Restate the whole of the material. Keep every word, and drop the pictures.

--- BEGIN ---

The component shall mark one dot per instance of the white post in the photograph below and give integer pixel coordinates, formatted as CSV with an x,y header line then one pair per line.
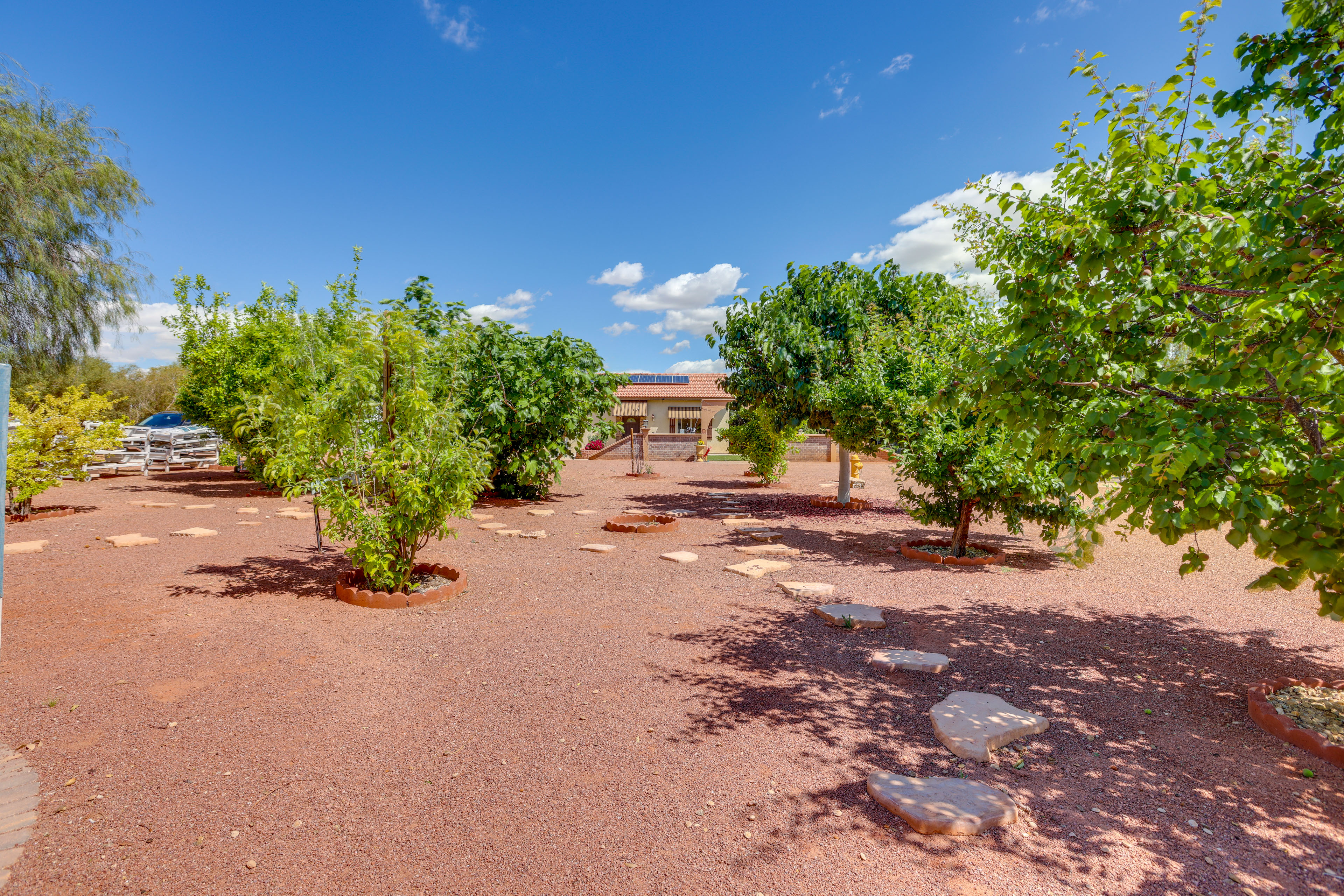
x,y
843,494
5,465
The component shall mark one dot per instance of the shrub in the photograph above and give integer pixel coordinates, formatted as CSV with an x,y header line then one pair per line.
x,y
51,441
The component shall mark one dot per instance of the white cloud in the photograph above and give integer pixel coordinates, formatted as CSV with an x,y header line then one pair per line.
x,y
624,275
931,245
707,366
150,348
462,30
898,64
687,291
511,308
836,83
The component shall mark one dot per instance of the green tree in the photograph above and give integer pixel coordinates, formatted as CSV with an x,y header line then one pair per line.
x,y
533,400
50,441
1172,307
382,446
65,273
757,436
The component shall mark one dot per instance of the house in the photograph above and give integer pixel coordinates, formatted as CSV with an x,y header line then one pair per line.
x,y
677,405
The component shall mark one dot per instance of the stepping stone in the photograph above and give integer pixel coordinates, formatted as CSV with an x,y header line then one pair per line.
x,y
863,616
771,550
26,547
131,541
757,569
972,725
908,661
943,805
807,589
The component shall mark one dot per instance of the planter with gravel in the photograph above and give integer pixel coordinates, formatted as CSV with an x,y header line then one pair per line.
x,y
437,584
1306,712
42,514
940,551
643,523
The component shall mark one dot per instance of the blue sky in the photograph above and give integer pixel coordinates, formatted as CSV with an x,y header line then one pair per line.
x,y
615,171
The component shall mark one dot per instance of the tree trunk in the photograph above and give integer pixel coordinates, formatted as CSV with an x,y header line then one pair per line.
x,y
843,492
963,531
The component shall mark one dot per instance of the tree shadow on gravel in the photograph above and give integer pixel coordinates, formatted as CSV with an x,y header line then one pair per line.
x,y
1096,678
304,576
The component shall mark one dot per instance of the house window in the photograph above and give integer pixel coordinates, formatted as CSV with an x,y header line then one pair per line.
x,y
683,419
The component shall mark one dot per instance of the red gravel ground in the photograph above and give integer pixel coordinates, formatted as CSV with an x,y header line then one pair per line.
x,y
203,702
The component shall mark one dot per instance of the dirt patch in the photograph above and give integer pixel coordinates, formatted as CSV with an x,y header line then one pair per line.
x,y
634,694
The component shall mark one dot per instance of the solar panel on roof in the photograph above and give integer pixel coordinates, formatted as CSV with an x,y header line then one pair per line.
x,y
679,379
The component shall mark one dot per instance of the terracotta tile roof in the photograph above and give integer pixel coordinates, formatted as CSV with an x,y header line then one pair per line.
x,y
702,386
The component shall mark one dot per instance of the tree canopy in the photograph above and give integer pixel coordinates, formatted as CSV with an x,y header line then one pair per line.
x,y
1172,305
64,207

--- END ---

» **Result for this task**:
The component shall mark one dot per instance of the white post in the photograph below and give integer pixel coordinates, formatted as CSV with an x,y header line then one pair per line.
x,y
843,494
5,465
The component shall mark one dot per instance of the shrub in the photograph above and give integer pixel coordinates, formatted as CSV with an x,y header line then one pair per line.
x,y
51,441
The component shall mark one dot per instance of the white cloud in the photograph above and give integer pixel coordinates, formatted as CSV with an x,y header line then one pair per line.
x,y
624,275
931,245
707,366
150,348
462,30
898,64
687,291
511,308
836,83
The component shall mark one dot per instance of the green tree in the photograph above and give integer pixel coordinates, formatted as CSV with an x,y header line then one pair per line.
x,y
533,400
50,441
1172,307
382,446
65,273
757,436
The component shall mark one dot per instance of the house in the photograph above and give integer pixel coordinates, formatted as CSV with an x,y header line then one pair per line.
x,y
677,405
The component shall mark one dot per instance of the stepping stone in the photograph above and give integer pixel coordinates, formatted as CSV with an x,y header line then one pair per line.
x,y
863,616
771,550
26,547
131,541
757,569
972,725
908,661
943,805
807,589
The component shall mark one dot per instance of the planter with gravel in the photograph above and give integer pixel coordinates, formatted as CSV with an x,y header line then one pair per line.
x,y
437,584
1306,712
42,514
940,551
643,523
The component shall mark one dot per instance of the blue sky in the photograph above and give integer pixel coordinates, formatted as CSV with an x,y header line then one pair per line.
x,y
615,171
The component shall mark one dot per instance of the tree trunk in the photograph above and give integer pixel coordinates, formatted as CSV with an x,y header line then one pair per line.
x,y
843,492
963,531
The component shall mark one dot per instance of the tree shadow on gravel in the photograph above and give integer pixel coordinates, formatted as CSV with an x,y header line then one pair per line.
x,y
1096,678
304,576
The component shall mark one dot per instance of the house window in the photograph above and give integer pixel coordinates, formatted as CSV with an x,y header line then one pair per line.
x,y
683,419
The component shall mark one dot per instance of the red gravel ground in the photograph above and give integer pixel coordinates, formatted as CSV with an x,y header line then one pair per line.
x,y
203,702
The component shall mark one dot per instance of the dirt patch in the photograph above and give integer pixel coordinates, formatted as CSV with an x,y header line then one pair per line.
x,y
634,694
The component shall mark one dot per instance of the solar panel on roof in the photograph above and give integer pixel coordinates, formatted as CSV with an x,y header line then one pair per line.
x,y
679,379
The component shall mark one dot per instance of the terracotta tile roof in the photograph above and give integer pixel coordinates, formatted as CSV with an x,y header line then one pair per line.
x,y
702,386
The component shall mark one dot per instance of the tree canopy in the photograph above and give integer pixel coordinates, formatted as CSV with an x,y header line then one pair per line.
x,y
1172,305
64,207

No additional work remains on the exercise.